Named object pointing lines:
+++
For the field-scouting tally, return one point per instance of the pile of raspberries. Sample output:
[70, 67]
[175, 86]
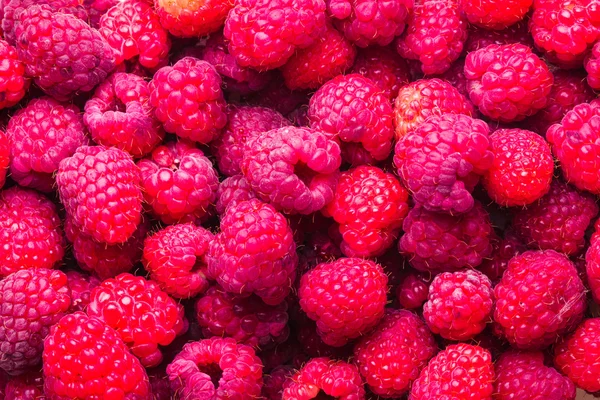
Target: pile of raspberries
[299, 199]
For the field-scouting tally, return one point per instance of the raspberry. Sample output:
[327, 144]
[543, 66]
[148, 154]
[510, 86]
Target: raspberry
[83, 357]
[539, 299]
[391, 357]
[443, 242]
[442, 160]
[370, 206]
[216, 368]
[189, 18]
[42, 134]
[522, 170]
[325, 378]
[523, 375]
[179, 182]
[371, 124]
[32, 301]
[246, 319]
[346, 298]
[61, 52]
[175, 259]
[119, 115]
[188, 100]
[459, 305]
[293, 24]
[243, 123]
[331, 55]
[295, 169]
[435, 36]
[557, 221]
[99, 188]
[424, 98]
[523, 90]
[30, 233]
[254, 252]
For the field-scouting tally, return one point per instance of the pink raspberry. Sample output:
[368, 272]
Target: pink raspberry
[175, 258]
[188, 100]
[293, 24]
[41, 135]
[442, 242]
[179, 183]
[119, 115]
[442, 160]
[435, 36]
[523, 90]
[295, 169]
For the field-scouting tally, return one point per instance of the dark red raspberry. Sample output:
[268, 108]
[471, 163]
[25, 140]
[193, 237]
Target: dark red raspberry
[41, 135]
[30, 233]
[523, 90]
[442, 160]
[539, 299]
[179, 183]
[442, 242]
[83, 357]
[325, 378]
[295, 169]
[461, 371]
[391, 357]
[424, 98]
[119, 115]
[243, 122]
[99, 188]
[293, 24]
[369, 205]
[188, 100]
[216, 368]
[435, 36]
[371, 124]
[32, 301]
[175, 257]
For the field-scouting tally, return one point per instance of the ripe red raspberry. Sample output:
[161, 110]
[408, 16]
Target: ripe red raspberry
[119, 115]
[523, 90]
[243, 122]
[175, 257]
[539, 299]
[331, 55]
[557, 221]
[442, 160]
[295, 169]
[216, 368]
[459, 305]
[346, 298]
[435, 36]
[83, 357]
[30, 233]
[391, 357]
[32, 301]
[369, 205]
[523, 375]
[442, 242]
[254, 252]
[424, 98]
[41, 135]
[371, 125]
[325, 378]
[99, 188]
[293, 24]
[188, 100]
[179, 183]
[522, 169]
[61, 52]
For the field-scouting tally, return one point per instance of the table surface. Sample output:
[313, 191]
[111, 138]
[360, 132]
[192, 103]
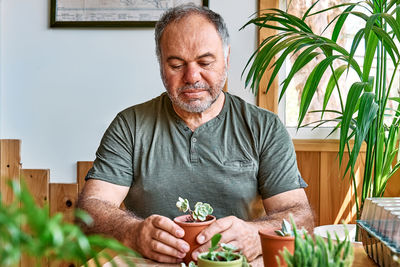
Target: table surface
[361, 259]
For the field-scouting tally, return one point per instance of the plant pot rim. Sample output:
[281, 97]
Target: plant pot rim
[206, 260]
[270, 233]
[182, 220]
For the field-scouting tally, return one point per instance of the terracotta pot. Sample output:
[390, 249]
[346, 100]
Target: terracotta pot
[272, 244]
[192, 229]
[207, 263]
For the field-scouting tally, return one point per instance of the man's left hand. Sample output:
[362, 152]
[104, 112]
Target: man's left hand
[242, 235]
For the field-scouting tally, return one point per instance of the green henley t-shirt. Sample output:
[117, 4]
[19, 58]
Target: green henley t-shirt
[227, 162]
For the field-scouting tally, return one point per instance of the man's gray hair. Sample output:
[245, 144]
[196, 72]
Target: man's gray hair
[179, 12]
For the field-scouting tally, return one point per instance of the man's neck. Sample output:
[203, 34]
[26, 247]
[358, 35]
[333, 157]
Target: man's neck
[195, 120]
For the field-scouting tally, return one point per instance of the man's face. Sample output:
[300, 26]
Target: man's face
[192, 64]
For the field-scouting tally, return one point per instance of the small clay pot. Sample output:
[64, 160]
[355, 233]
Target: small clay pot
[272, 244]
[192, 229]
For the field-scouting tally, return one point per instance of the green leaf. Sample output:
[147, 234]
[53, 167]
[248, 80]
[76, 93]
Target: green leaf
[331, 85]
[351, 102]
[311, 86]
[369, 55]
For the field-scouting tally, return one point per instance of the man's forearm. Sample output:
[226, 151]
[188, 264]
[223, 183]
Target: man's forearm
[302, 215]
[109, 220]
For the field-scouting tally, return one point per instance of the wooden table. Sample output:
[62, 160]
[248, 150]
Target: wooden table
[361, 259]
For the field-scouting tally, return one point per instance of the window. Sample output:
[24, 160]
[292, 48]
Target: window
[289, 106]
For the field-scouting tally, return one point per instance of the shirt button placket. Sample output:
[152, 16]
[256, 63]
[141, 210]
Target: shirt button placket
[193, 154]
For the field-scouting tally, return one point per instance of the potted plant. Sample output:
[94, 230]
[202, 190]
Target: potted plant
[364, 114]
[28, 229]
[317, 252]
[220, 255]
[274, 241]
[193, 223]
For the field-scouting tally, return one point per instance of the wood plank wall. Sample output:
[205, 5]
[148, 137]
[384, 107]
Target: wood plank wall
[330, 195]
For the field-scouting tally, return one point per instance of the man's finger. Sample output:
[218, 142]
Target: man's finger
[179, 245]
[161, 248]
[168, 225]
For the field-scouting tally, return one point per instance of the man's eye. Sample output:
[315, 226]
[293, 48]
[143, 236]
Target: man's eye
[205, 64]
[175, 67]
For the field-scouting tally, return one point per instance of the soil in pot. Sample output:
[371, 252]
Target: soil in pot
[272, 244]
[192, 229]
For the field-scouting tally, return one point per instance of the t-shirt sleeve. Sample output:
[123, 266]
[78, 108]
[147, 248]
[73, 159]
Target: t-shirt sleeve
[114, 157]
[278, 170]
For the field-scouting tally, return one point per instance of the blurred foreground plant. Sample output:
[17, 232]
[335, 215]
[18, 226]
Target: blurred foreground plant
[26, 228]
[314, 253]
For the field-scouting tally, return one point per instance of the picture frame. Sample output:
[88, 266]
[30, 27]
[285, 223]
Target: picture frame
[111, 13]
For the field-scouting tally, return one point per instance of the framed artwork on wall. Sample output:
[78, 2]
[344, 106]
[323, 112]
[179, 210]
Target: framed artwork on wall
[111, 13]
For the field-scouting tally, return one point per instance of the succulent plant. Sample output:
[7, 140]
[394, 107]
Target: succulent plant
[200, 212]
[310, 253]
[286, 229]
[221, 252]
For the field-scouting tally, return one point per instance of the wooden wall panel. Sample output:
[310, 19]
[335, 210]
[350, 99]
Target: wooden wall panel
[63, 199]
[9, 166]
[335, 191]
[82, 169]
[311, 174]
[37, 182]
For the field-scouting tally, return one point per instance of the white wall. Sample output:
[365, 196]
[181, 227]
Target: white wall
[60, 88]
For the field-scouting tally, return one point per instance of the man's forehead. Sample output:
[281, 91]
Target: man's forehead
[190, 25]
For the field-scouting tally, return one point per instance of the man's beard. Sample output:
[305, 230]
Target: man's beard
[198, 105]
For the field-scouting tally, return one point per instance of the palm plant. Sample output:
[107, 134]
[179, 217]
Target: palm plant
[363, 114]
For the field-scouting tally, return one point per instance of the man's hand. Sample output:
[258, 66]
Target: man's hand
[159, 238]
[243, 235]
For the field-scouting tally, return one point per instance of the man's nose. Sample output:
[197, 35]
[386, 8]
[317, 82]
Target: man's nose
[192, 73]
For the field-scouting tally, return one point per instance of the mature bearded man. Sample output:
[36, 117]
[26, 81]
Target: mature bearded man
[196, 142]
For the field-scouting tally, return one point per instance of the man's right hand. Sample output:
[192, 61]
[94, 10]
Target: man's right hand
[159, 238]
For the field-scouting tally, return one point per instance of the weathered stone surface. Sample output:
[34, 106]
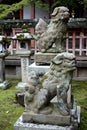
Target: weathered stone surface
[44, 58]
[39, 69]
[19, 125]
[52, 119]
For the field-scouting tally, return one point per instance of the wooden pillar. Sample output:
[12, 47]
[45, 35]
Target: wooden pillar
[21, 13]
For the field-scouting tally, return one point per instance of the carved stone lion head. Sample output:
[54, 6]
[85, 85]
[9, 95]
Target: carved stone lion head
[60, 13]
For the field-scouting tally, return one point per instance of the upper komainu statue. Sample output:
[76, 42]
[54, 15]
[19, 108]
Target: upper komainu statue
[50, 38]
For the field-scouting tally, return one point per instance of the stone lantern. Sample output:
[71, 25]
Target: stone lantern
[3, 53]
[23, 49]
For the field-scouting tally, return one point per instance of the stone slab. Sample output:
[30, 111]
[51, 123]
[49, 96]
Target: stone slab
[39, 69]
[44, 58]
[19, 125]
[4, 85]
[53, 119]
+++
▶ **What you are asked to do**: Rewrite the lines from the one containing "the man's nose." through the end of the records as a JSON list of strings, one string per line, with blank lines dropped and the pictures left out.

▶ **Reply to the exercise**:
[
  "For the field-scouting tally, return one point per instance of the man's nose. Sample output:",
  "[197, 35]",
  "[386, 8]",
  "[317, 82]",
  "Target: man's nose",
  "[192, 73]",
  "For the field-scouting tally, return one point per instance of the mature bearded man. Sample output:",
  "[36, 117]",
  "[26, 81]",
  "Target: mature bearded man",
  "[196, 142]",
  "For the field-scouting tally, return one point per instance of the man's right hand. Sample output:",
  "[192, 61]",
  "[94, 10]",
  "Target: man's right hand",
  "[159, 238]",
  "For the field-scouting tally, return one point per instance of the weathered stone surface. Sample output:",
  "[34, 106]",
  "Target: weathered stone surface",
  "[44, 58]",
  "[39, 69]",
  "[19, 125]",
  "[52, 119]",
  "For the field-scouting tally, return one point per instance of the wooden pillar. Sample output:",
  "[12, 47]",
  "[45, 35]",
  "Target: wooden pillar",
  "[21, 13]",
  "For the field-scouting tally, return one point per instance of the carved stone lion head. Sample output:",
  "[54, 6]",
  "[85, 85]",
  "[9, 95]",
  "Target: carved stone lion head",
  "[60, 13]",
  "For the field-scouting tally, return one point per instance of the upper komainu statue. Sample output:",
  "[76, 42]",
  "[54, 15]",
  "[19, 108]",
  "Target: upper komainu statue",
  "[50, 38]",
  "For the field-scouting tally, return one point per instance of the stone lantern. Sample output:",
  "[71, 25]",
  "Target: stone lantern",
  "[3, 53]",
  "[23, 49]",
  "For the field-scouting tally, return one point per instance of the stone slab. Sample output:",
  "[30, 111]",
  "[51, 123]",
  "[49, 96]",
  "Target: stone slab",
  "[39, 69]",
  "[44, 58]",
  "[19, 125]",
  "[4, 85]",
  "[53, 119]"
]